READING TEXT:
= = = = = = =
As far as I know, the terms "conjugate" and adjugate were termed by Bombelli, in the context of the Italian competition to find the general cube root. The word root was used but it is translated from radix, the original Al Khwarzimi rhetoric meant something akin to rod, that is a measuring stick. The idea was to find a measure that made any shape equal to a square, and in this instance a cube .
The solutions to these rhetorical propositions were methods of thought based on a combination of Indian and Greek notions of duality of form and cipher. This sometimes intense rhetorical style and process was aided by terms, terminology and marks and notation, to which the audiences attention were constantly and consistently drawn. This style came to be known as Al Jibra, the brain or mind twist!
Bombelli was the first to produce an algebraic text book introducing these methods to students in the west, as well as his own innovative thoughts and notation. Thus, in relating his take on the work of Tartaglia and Cardano he introduced the first rules for the strange formulae or rather binomials or tri nomials called the impossible resolutions, or roots. Later, Descartes was to call them both impossible and imaginary. In introducing these rules, which came about as a consequence of his own "secret" method of solution, using geometrical constructions with a method called neusis. In moving hs set square into positions on the drawings he noted there were always 2 solutions. This attribute he called "Conjugare". Thus conjugate refers to that binary relationship between two objects in and of space where they exist as a consequence of each other. You can't have one without the other.
However, Bombelli also noted that the formulary, or terminology was constructed from distinct parts. Thus the conjugate formulae consisted of parts and these parts he called "Adjugare", that is these parts, within the context had a separate existence, but combined to form the conjugate.
= = = = = = =
DIRECTIVES:
[A] Name every person mentioned in the post on conjugate and adjugate.
[B] Reproduce the post on conjugate and adjugate from "As far as I" up to and including "instance a cube .".
[C] According to the post on conjugate and adjugate, what name did Bombelli give to the separate parts that combined to form the conjugate formulae?
The data that come next have no connection to the post on conjugate and adjugate.
= = = = = = =
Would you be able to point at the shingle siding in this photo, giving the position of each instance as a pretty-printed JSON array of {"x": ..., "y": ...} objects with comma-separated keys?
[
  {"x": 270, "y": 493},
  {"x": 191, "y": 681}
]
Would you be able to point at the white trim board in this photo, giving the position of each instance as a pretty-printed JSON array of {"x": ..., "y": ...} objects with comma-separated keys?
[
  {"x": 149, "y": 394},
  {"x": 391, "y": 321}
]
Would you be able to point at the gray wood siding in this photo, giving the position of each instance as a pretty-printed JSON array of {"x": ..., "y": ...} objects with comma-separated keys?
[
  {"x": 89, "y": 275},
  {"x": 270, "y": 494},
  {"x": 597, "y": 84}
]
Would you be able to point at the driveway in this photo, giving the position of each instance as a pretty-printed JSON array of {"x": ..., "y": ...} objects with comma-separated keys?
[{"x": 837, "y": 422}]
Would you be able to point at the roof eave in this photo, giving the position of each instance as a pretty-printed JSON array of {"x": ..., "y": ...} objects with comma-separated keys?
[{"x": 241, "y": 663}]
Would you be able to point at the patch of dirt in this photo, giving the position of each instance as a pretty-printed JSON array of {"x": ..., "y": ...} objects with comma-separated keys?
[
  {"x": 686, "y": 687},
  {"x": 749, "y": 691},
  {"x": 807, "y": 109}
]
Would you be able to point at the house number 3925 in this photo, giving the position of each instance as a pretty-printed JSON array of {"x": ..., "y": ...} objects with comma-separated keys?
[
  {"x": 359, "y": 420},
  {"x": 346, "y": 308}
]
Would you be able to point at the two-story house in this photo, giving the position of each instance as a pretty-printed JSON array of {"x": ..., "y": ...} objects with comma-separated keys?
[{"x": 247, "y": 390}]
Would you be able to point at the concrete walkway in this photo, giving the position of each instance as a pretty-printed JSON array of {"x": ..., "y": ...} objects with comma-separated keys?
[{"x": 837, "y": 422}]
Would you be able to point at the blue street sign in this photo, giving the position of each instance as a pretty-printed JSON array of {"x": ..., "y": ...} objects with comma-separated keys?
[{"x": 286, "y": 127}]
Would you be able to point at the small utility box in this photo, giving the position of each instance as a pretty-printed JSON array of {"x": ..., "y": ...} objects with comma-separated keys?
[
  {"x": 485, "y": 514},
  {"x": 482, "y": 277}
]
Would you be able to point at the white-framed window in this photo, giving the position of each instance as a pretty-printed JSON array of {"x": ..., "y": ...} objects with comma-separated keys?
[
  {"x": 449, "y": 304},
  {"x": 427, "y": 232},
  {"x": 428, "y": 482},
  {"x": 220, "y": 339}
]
= = = = = = =
EXERCISE RESPONSES:
[A] Bombelli, Al Khwarzimi, Tartaglia, Cardano, Descartes

[B]
As far as I know, the terms "conjugate" and adjugate were termed by Bombelli, in the context of the Italian competition to find the general cube root. The word root was used but it is translated from radix, the original Al Khwarzimi rhetoric meant something akin to rod, that is a measuring stick. The idea was to find a measure that made any shape equal to a square, and in this instance a cube .

[C] "Adjugare"